Veuillez indiquer si chacune des affirmations suivantes concorde avec le texte étudié, en répondant par oui ou par non et en citant mot pour mot le passage qui tranche.
(a) La ministre déléguée à la famille a continué à travailler pendant ses soins.
(b) Selon le texte étudié, l'expérience de madame Bertinotti peut servir de référence.
(c) Certains malades se reprochent de ne pas avoir pu poursuivre leur activité professionnelle pendant leur maladie.

— TEXTE ÉTUDIÉ —
^^^^^^^^^^^^^^^^

L'annonce par la ministre déléguée à la famille du cancer du sein dont elle est atteinte ainsi que la poursuite de son travail pendant ses soins, est ambiguë quand à sa publicité. Quel but était recherché par cette annonce?
Une conséquence négative de cette annonce est la réaction de malades (dont certains dans mon entourage) qui se culpabilisent de ne pas avoir pu poursuivre leur activité professionnelle ou tout simplement personnelles pendant leur maladie. Cette publicité est vécue par certains patients comme un exemple qu'ils n'ont pas été en mesure d'accomplir. Cela génère un sentiment de malaise profond.
Pour ma part je pense que l'expérience de madame Bertinotti est la sienne et lui convient. En aucune façon elle ne peut être une référence.

^^^^^^^^^^^^^^^^

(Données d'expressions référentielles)
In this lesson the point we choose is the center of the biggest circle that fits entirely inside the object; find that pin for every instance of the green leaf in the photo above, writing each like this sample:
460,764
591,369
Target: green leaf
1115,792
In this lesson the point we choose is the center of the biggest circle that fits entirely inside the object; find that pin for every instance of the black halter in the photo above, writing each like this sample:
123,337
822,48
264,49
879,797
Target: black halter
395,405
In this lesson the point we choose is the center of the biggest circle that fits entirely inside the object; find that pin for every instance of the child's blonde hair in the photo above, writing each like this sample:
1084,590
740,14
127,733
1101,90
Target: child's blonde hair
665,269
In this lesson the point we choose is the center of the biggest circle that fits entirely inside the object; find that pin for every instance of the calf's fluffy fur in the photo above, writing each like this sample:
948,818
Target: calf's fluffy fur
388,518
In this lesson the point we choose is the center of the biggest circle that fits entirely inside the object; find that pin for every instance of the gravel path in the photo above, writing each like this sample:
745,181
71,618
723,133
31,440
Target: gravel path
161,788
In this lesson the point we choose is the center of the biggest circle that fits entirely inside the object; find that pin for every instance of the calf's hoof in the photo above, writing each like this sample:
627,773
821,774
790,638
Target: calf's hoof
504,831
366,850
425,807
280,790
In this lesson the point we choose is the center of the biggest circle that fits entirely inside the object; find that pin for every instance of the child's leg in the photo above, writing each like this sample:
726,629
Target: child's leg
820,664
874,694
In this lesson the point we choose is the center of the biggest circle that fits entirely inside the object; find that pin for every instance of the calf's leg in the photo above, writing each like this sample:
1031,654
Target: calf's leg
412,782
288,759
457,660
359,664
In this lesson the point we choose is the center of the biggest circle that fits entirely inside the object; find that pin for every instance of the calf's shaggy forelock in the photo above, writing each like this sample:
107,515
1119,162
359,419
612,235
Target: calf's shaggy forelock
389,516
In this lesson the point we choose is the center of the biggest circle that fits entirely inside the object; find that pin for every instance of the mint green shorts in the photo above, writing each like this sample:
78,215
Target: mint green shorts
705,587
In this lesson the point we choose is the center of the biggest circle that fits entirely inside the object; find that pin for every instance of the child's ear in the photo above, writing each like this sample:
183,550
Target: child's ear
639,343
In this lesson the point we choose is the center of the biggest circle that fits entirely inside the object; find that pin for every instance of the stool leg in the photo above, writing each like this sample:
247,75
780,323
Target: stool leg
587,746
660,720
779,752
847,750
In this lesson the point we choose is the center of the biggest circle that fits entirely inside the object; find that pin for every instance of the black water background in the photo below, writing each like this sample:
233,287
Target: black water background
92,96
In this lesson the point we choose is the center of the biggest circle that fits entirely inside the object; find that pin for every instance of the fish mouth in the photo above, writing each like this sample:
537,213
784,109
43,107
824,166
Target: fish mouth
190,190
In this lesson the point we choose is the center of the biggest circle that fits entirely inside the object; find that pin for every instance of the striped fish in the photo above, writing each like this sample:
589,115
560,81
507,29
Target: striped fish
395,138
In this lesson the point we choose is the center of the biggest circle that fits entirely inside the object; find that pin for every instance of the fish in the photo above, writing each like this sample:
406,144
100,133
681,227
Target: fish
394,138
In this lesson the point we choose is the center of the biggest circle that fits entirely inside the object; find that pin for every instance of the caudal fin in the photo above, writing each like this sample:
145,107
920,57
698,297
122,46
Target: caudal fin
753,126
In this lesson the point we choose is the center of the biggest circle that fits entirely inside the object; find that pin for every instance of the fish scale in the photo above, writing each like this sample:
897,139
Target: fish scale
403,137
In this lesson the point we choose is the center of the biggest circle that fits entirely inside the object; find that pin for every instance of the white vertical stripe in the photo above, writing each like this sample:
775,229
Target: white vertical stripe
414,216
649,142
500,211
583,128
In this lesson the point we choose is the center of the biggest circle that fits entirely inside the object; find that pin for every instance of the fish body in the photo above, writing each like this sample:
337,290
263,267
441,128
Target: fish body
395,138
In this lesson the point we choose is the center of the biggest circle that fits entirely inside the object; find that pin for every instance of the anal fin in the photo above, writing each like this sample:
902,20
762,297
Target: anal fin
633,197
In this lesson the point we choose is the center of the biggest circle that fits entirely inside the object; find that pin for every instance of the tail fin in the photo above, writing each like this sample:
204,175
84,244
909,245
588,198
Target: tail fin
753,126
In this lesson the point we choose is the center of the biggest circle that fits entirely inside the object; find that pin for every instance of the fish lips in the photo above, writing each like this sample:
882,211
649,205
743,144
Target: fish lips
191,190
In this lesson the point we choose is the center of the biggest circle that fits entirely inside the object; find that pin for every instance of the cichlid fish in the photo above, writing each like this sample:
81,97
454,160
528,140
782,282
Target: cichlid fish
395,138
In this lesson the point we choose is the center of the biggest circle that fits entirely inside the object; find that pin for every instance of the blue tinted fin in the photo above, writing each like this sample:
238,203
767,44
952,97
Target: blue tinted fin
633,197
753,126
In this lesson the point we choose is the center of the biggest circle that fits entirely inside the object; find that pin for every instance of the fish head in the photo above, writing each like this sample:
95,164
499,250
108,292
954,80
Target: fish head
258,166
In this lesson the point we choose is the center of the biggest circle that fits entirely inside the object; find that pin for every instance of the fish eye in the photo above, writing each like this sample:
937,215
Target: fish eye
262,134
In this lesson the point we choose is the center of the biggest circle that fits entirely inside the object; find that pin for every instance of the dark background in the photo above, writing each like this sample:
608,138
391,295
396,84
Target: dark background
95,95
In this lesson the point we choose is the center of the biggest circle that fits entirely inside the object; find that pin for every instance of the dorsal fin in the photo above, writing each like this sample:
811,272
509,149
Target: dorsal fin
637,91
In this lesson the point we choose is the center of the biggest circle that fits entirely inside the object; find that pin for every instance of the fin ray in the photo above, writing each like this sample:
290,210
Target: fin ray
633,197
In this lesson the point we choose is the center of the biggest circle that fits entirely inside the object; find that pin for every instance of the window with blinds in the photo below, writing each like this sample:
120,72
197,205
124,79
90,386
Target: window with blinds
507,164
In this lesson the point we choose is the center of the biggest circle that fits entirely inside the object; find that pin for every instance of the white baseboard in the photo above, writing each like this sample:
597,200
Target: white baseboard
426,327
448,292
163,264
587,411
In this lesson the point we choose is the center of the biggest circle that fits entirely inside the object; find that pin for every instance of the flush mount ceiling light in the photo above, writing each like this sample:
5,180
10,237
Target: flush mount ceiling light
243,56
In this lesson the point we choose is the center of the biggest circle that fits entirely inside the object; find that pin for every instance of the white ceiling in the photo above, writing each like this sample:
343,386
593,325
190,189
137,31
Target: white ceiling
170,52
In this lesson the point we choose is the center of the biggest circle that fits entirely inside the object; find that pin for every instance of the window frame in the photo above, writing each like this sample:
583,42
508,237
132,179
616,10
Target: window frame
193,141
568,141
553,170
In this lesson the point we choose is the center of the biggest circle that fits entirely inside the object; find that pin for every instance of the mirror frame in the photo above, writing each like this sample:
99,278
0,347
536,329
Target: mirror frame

^^^^^^^^^^^^^^^^

— CORRIGÉ DE L'EXERCICE —
(a) Oui : « ainsi que la poursuite de son travail pendant ses soins »
(b) Non : « En aucune façon elle ne peut être une référence. »
(c) Oui : « se culpabilisent de ne pas avoir pu poursuivre leur activité professionnelle »